### Task instructions
In the items below, format the lines from the one containing "I'm looking at the image above. Where does the thin" through the one containing "(123, 132), (389, 259)" as a JSON list of strings, one string per line, leaving out blank lines.

[Annotated coordinate records]
□ □ □ □

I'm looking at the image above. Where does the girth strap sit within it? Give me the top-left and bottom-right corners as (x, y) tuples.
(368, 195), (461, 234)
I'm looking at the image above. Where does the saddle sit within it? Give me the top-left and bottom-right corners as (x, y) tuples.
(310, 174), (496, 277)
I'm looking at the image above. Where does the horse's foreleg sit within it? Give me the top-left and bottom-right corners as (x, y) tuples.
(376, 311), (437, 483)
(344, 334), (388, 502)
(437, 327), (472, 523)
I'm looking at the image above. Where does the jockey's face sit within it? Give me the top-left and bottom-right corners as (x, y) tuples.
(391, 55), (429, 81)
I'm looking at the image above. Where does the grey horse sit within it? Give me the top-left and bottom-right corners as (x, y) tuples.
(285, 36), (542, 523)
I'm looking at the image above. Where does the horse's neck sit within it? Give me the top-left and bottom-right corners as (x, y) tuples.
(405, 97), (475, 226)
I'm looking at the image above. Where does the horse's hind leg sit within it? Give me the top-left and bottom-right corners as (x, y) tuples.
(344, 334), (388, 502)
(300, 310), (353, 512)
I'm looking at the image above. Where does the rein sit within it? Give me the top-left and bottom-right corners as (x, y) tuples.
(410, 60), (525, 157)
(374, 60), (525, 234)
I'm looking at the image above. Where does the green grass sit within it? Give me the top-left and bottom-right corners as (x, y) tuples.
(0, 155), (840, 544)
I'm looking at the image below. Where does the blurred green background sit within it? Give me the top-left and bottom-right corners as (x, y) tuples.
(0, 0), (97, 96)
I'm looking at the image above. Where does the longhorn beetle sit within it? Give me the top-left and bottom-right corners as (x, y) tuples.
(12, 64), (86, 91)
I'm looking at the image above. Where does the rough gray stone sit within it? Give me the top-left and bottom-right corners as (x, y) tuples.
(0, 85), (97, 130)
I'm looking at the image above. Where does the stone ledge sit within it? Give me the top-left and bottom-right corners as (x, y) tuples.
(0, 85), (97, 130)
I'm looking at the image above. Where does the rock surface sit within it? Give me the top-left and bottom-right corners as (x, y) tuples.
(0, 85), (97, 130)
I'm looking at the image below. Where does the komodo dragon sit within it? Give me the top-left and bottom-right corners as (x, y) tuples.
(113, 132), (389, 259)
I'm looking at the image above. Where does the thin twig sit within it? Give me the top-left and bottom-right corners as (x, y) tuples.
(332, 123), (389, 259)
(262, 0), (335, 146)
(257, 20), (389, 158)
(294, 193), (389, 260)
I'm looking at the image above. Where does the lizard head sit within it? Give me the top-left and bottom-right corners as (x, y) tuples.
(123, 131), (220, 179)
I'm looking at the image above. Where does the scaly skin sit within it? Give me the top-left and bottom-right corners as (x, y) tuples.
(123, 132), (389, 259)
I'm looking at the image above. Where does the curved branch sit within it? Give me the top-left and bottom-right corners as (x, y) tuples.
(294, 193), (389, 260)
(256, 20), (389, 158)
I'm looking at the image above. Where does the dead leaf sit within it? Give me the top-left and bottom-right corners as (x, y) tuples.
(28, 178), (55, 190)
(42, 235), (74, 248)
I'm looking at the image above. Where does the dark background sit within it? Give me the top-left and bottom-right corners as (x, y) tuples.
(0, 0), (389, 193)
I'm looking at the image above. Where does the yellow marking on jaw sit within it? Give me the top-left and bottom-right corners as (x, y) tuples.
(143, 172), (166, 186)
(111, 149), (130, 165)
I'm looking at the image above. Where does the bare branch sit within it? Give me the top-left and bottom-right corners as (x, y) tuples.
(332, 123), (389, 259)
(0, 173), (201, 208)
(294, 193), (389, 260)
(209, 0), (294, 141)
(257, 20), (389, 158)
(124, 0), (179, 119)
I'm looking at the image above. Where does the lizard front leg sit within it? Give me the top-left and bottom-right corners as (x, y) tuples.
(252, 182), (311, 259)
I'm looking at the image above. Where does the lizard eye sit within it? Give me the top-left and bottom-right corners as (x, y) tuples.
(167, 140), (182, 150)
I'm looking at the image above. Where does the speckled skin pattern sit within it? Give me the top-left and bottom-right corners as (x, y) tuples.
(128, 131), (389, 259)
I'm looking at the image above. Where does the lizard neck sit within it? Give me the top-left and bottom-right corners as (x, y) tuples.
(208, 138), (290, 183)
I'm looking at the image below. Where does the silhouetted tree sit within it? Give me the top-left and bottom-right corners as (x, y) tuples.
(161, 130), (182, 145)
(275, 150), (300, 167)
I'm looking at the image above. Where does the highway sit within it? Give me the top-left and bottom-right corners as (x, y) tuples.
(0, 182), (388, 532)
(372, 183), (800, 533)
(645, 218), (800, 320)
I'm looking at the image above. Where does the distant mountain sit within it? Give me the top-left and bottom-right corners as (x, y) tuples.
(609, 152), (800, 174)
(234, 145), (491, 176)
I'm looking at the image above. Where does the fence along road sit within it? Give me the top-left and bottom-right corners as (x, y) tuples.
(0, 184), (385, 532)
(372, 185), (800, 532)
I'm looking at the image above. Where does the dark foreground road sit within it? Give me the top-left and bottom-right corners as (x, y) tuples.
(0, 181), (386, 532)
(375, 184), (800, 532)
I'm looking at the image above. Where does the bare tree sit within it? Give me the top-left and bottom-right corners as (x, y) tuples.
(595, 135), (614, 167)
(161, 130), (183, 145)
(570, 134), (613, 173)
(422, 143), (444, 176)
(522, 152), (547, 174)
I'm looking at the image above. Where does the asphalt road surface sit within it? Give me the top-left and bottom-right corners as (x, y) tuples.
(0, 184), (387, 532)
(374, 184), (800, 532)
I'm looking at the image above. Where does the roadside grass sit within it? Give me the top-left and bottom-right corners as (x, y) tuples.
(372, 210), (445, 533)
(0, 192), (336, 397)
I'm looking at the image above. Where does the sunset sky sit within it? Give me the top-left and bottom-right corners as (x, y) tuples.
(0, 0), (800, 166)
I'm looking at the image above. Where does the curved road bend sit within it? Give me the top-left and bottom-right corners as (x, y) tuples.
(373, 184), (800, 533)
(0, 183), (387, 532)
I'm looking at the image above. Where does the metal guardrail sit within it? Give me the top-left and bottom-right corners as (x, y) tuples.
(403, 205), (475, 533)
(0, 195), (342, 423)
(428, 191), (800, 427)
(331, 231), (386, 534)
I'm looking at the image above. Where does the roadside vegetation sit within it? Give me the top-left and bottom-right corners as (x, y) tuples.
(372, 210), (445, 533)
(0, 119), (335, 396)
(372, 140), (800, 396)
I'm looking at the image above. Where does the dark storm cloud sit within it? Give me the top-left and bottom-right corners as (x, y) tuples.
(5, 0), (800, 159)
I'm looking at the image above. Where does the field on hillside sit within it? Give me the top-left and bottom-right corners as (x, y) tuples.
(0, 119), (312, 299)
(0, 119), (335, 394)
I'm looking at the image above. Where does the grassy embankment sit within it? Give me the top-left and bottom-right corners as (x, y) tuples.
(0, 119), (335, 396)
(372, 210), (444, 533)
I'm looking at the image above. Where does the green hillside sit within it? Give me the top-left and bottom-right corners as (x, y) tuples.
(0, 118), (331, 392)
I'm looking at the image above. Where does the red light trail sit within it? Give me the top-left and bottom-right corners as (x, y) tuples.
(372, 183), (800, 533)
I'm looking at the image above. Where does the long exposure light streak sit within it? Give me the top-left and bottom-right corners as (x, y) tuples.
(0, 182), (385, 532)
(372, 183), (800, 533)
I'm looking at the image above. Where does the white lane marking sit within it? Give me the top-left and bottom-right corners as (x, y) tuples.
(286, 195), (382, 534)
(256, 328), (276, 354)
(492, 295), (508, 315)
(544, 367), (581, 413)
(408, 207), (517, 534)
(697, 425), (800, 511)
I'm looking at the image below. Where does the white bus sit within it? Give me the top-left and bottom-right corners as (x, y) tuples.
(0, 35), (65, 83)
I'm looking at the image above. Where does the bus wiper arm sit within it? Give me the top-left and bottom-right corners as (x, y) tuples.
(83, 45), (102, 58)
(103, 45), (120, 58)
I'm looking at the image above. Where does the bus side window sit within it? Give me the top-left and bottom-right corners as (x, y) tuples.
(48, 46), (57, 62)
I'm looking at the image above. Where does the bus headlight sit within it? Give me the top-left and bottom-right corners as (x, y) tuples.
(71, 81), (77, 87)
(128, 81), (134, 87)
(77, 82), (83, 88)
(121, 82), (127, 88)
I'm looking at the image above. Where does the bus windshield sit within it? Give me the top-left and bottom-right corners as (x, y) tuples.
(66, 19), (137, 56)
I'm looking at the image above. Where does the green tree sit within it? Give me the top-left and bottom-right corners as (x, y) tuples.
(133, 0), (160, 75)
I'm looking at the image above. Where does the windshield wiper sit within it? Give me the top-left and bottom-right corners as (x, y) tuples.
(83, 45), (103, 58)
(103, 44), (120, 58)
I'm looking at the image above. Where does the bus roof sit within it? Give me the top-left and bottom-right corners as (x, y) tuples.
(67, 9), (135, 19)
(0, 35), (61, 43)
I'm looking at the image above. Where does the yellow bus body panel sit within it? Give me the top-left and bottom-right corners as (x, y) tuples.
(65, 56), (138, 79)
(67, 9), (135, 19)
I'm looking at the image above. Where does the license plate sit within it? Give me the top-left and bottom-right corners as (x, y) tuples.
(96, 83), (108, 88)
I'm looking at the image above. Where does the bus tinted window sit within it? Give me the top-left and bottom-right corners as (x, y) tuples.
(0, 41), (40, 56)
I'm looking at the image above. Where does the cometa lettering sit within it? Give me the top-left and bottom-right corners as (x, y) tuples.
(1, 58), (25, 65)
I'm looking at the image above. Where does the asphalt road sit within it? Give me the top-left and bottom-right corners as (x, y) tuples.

□ □ □ □

### Output of the exercise
[
  "I'm looking at the image above. Where does the thin twig sit within it? Give me the top-left and bottom-right corners as (x, y) tuples.",
  "(332, 123), (389, 259)",
  "(262, 0), (335, 146)",
  "(257, 20), (389, 158)",
  "(294, 193), (389, 260)",
  "I'm looking at the image above. Where does the lizard head sit within it? Give me the top-left and bottom-right corners as (x, y) tuples.",
  "(123, 131), (220, 179)",
  "I'm looking at the image above. Where does the scaly skin sit within it? Give me the top-left and bottom-right corners as (x, y) tuples.",
  "(123, 132), (389, 259)"
]